**Given instruction**.
Restate each of the lines below word for word and drop every picture.

┌─ Provided material

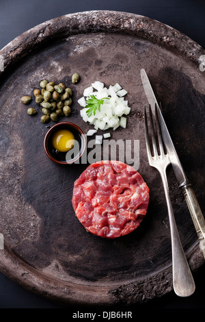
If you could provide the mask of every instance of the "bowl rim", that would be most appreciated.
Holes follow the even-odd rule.
[[[51,134],[51,133],[53,132],[54,132],[56,128],[59,127],[59,126],[62,126],[62,125],[68,125],[68,126],[70,126],[70,127],[74,127],[79,132],[80,132],[80,134],[81,134],[81,135],[83,138],[83,143],[84,143],[83,147],[83,149],[81,151],[81,153],[79,154],[79,156],[77,158],[73,159],[73,160],[71,160],[70,162],[59,161],[59,160],[55,159],[55,158],[53,158],[51,155],[51,153],[49,153],[49,149],[48,149],[48,147],[47,147],[47,142],[48,142],[49,138],[50,135]],[[49,131],[47,131],[46,134],[45,134],[44,139],[44,151],[46,152],[46,156],[49,158],[49,159],[51,159],[55,163],[57,163],[59,164],[64,164],[64,165],[72,164],[75,161],[77,161],[80,158],[81,158],[82,155],[85,152],[85,145],[86,145],[86,136],[85,136],[85,134],[84,132],[83,131],[83,129],[79,125],[77,125],[76,124],[74,124],[72,122],[63,121],[63,122],[59,122],[58,123],[54,124],[49,129]]]

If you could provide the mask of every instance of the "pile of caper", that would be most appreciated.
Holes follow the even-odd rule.
[[[78,74],[74,74],[72,82],[73,84],[78,82],[79,78]],[[54,82],[48,82],[46,79],[40,82],[40,89],[36,88],[33,90],[33,95],[36,103],[42,106],[43,115],[40,118],[41,122],[48,123],[51,119],[57,122],[60,116],[68,116],[71,112],[72,90],[66,88],[63,83],[55,84]],[[31,101],[31,97],[24,96],[21,97],[21,101],[25,104],[29,104]],[[36,114],[37,111],[30,108],[27,110],[27,113],[32,116]]]

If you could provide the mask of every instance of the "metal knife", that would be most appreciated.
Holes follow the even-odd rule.
[[[189,182],[178,154],[175,149],[174,143],[167,129],[166,123],[161,113],[160,107],[155,97],[149,79],[144,69],[141,69],[141,79],[144,89],[152,110],[154,110],[155,105],[159,112],[161,133],[164,143],[169,154],[169,158],[174,171],[179,187],[182,189],[185,201],[187,201],[195,230],[197,232],[200,247],[205,258],[205,220],[197,202],[191,182]]]

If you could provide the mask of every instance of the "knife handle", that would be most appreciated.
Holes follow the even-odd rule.
[[[205,258],[205,220],[203,214],[191,184],[186,184],[182,187],[182,190],[197,234],[200,249]]]

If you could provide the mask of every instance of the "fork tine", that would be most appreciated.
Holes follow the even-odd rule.
[[[155,134],[154,134],[154,123],[153,123],[153,118],[152,118],[152,112],[150,105],[149,105],[149,111],[150,111],[150,125],[151,125],[151,136],[152,136],[152,140],[153,151],[154,151],[154,155],[155,156],[156,156],[158,155],[158,151],[157,151],[156,142]]]
[[[164,147],[163,147],[163,138],[162,138],[161,132],[161,125],[159,123],[159,112],[158,112],[156,104],[155,104],[154,112],[155,112],[155,119],[156,119],[157,136],[158,136],[158,142],[159,142],[160,153],[161,156],[164,156],[165,154]]]
[[[150,143],[150,138],[148,134],[148,119],[146,106],[144,107],[144,122],[145,122],[145,132],[146,132],[146,143],[148,152],[148,160],[152,158],[151,147]]]

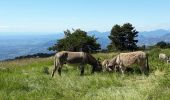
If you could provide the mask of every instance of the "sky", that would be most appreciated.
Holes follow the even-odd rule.
[[[138,31],[170,29],[170,0],[0,0],[0,32]]]

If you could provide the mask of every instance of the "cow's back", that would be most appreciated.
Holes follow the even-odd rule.
[[[146,53],[142,51],[120,53],[117,56],[116,63],[122,63],[124,66],[129,66],[135,63],[145,62]]]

└─

**Written solution**.
If you could provide the mask of every instance of the "bowl rim", that would be most appreciated.
Holes follow the even-odd rule.
[[[51,134],[51,133],[53,132],[54,132],[56,128],[59,127],[59,126],[62,126],[62,125],[68,125],[68,126],[70,126],[70,127],[74,127],[79,132],[80,132],[80,134],[81,134],[81,135],[83,138],[83,143],[84,143],[83,147],[83,149],[81,151],[81,153],[79,154],[79,156],[77,158],[73,159],[73,160],[71,160],[70,162],[59,161],[59,160],[55,159],[55,158],[53,158],[51,155],[51,153],[49,153],[49,149],[48,149],[48,147],[47,147],[47,142],[48,142],[49,138],[50,135]],[[49,131],[47,131],[46,134],[45,134],[44,139],[44,151],[46,152],[46,156],[49,158],[49,159],[51,159],[55,163],[57,163],[59,164],[64,164],[64,165],[72,164],[75,161],[77,161],[80,158],[81,158],[82,155],[85,152],[85,145],[86,145],[86,136],[85,136],[85,134],[84,132],[83,131],[83,129],[79,125],[77,125],[76,124],[74,124],[72,122],[63,121],[63,122],[59,122],[58,123],[54,124],[49,129]]]

If you could provide the mask of every instance of the "pile of caper", that would be most appreciated.
Holes follow the even-odd rule.
[[[78,74],[74,74],[72,82],[73,84],[78,82],[79,78]],[[54,82],[48,82],[46,79],[40,82],[40,89],[36,88],[33,90],[33,95],[36,103],[42,106],[43,115],[40,118],[41,122],[48,123],[51,119],[57,122],[60,116],[68,116],[71,112],[72,90],[66,88],[63,83],[55,84]],[[31,101],[31,97],[24,96],[21,97],[21,101],[25,104],[29,104]],[[36,114],[37,111],[30,108],[27,110],[27,113],[32,116]]]

If you could provide the mask of every instance of the "metal knife", that would be most appreciated.
Holes follow the even-odd rule.
[[[189,182],[178,154],[175,149],[174,143],[167,129],[166,123],[161,113],[160,107],[155,97],[149,79],[144,69],[141,69],[141,79],[144,89],[152,110],[154,110],[155,105],[159,112],[161,133],[164,143],[169,154],[169,158],[174,171],[179,187],[182,189],[185,201],[187,201],[195,230],[197,232],[200,247],[205,258],[205,220],[197,202],[191,182]]]

If you could provide the mask of every instance of the "knife handle", that would be most appreciated.
Holes follow the even-odd rule.
[[[205,258],[205,220],[203,214],[191,184],[186,184],[182,187],[182,190],[197,234],[200,249]]]

If you could provide the mask of every instance of the "fork tine", that would be most appreciated.
Holes follow the even-odd rule.
[[[155,134],[154,134],[154,123],[153,123],[153,118],[152,118],[152,112],[150,105],[149,105],[149,111],[150,111],[150,125],[151,125],[151,136],[152,136],[152,140],[153,151],[154,151],[154,155],[155,156],[156,156],[158,155],[158,151],[157,151],[156,142]]]
[[[164,147],[163,147],[163,138],[162,138],[161,132],[161,125],[159,123],[159,112],[158,112],[156,104],[155,104],[154,112],[155,112],[155,119],[156,119],[157,136],[158,136],[158,142],[159,142],[160,153],[161,156],[164,156],[165,154]]]
[[[150,143],[150,138],[148,134],[148,119],[146,106],[144,107],[144,122],[145,122],[145,132],[146,132],[146,143],[148,152],[148,160],[152,158],[151,147]]]

If you could provide the mask of every instance of the "sky", that would be most appreciated.
Holes follow the even-odd rule.
[[[138,31],[170,29],[170,0],[0,0],[0,32]]]

If you could provide the mask of every instance of the "cow's back", that would be most appreciated.
Holes follow the even-odd rule.
[[[146,53],[142,51],[120,53],[117,56],[116,63],[122,63],[124,66],[129,66],[135,63],[145,62]]]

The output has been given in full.